= Activity =
When you reach the line that contains "# for each instance" in the data below, copy it and every line after it exactly, adding nothing.

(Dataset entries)
-=-=-

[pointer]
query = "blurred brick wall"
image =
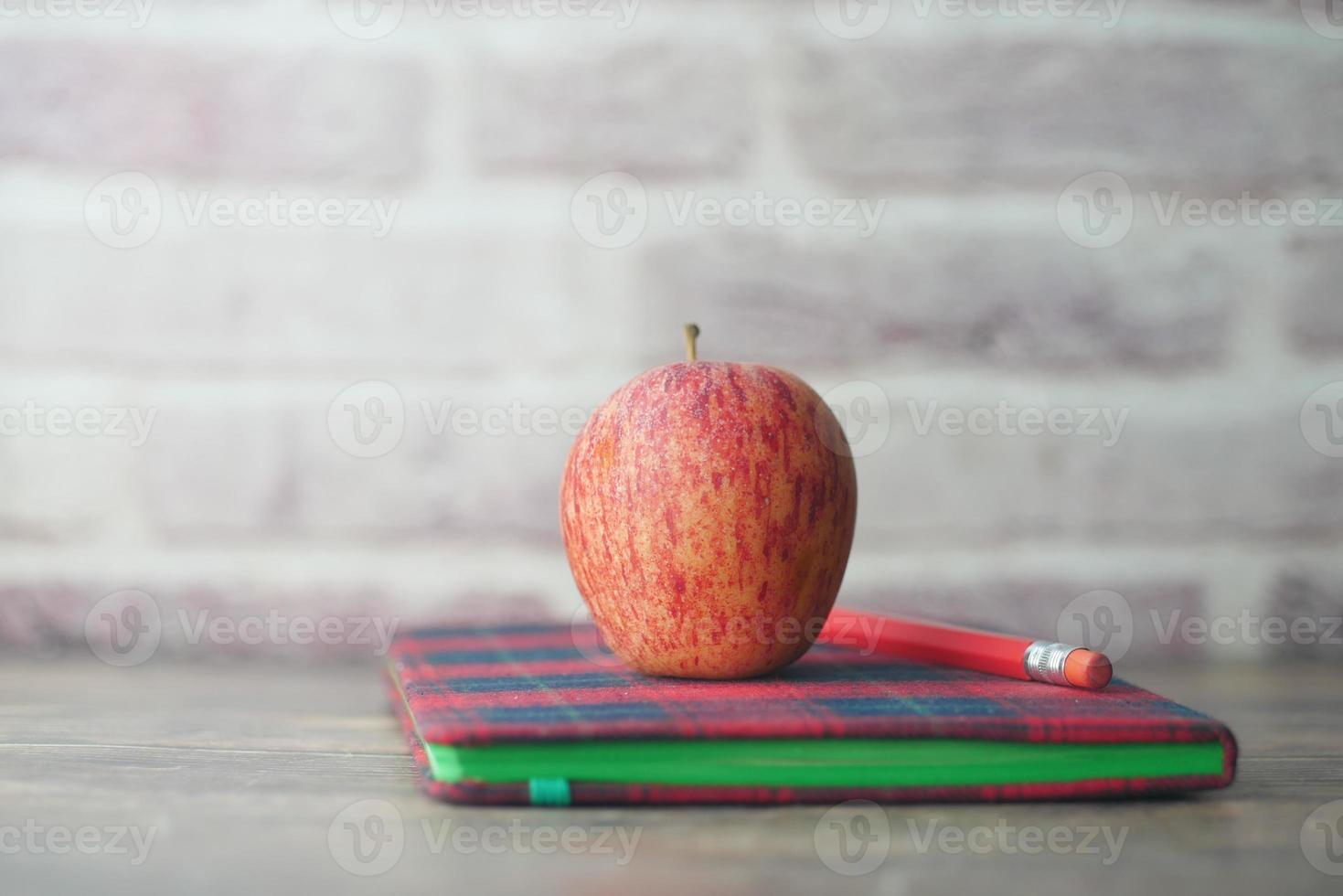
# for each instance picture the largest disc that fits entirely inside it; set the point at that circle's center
(518, 203)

-=-=-

= Answer below =
# for each instance picture the largest disc that fits entirely inside it; set the point at that circle's center
(518, 203)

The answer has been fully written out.